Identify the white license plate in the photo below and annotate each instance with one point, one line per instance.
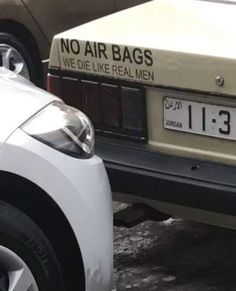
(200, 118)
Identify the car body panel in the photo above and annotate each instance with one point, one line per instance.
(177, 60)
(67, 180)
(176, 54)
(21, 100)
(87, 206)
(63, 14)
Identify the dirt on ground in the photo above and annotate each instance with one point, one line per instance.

★ ★ ★ ★ ★

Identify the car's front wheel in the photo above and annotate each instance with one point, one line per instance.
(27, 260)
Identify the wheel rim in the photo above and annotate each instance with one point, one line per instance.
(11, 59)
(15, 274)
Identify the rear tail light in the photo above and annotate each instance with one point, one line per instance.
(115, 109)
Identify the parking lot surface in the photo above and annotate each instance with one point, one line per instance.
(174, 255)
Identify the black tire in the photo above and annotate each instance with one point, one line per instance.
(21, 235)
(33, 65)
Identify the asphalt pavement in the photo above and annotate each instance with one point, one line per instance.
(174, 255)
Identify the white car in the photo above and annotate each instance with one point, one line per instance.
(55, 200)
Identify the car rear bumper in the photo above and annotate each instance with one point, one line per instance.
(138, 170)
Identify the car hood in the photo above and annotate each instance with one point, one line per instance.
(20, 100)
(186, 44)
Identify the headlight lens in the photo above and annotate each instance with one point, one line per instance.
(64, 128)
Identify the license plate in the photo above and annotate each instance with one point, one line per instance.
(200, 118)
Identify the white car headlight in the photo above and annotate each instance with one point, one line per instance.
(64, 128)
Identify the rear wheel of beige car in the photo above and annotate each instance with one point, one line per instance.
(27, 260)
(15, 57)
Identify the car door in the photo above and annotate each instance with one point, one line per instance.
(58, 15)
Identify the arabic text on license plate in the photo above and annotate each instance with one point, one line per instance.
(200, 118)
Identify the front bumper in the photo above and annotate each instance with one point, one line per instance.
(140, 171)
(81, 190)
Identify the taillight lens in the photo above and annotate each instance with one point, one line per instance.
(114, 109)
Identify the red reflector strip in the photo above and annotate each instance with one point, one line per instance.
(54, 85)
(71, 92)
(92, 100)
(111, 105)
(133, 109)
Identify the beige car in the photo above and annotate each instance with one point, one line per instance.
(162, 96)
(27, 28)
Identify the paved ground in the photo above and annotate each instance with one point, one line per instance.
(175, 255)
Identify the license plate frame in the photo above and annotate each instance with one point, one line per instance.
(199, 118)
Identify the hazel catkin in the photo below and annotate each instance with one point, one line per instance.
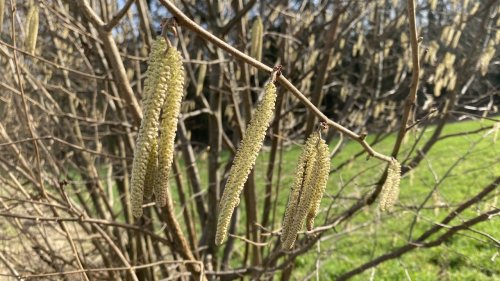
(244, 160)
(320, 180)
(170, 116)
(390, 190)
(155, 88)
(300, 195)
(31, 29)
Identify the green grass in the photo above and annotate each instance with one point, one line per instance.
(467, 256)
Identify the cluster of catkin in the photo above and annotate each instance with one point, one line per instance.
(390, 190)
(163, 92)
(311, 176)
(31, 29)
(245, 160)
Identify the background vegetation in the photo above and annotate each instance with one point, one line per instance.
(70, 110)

★ ★ ★ ★ ★

• [Aim of the task] Copy out the rows word for word, from the line with "Identify the white license" to the line with "Identify the dirt", including both of those lines. Leave the pictures out.

• [Worked answer]
Identify the white license plate in the photo below and annotate each instance with one point, one line per instance.
(200, 118)
Identify the car body panel in the photo above and annotate each instance with one point, one line per instance.
(177, 60)
(67, 180)
(176, 54)
(21, 100)
(87, 206)
(63, 14)
Identify the dirt on ground in the photo above and annotate each instance with one point, one line per instance.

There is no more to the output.